When the string "leaf" occurs in a line of the records, show that line.

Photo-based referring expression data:
BEGIN

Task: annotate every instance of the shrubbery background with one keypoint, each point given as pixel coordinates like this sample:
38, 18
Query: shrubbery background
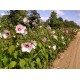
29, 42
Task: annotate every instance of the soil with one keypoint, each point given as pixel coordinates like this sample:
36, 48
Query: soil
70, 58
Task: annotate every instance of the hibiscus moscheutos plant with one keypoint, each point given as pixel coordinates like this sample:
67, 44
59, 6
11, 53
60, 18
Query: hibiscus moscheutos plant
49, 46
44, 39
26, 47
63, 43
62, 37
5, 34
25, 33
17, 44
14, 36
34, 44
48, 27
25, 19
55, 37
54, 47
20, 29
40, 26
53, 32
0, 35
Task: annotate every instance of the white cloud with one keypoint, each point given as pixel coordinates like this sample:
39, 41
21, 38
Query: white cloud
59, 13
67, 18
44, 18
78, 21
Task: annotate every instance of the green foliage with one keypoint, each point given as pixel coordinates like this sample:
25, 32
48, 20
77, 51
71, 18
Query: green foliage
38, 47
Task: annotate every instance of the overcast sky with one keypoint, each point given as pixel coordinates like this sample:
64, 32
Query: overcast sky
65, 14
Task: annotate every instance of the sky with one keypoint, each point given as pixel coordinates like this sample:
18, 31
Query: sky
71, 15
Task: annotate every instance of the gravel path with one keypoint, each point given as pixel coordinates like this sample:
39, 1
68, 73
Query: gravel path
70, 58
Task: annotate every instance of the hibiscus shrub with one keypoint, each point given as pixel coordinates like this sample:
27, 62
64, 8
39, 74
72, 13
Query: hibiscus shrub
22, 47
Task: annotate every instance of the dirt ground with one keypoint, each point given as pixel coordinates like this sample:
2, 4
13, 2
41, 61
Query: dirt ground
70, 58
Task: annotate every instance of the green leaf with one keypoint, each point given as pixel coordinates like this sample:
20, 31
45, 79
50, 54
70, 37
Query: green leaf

END

## Answer box
Task: annotate every instance of the green leaf with one keypoint, each point given as pixel coordinates like this sample:
Query: green leaf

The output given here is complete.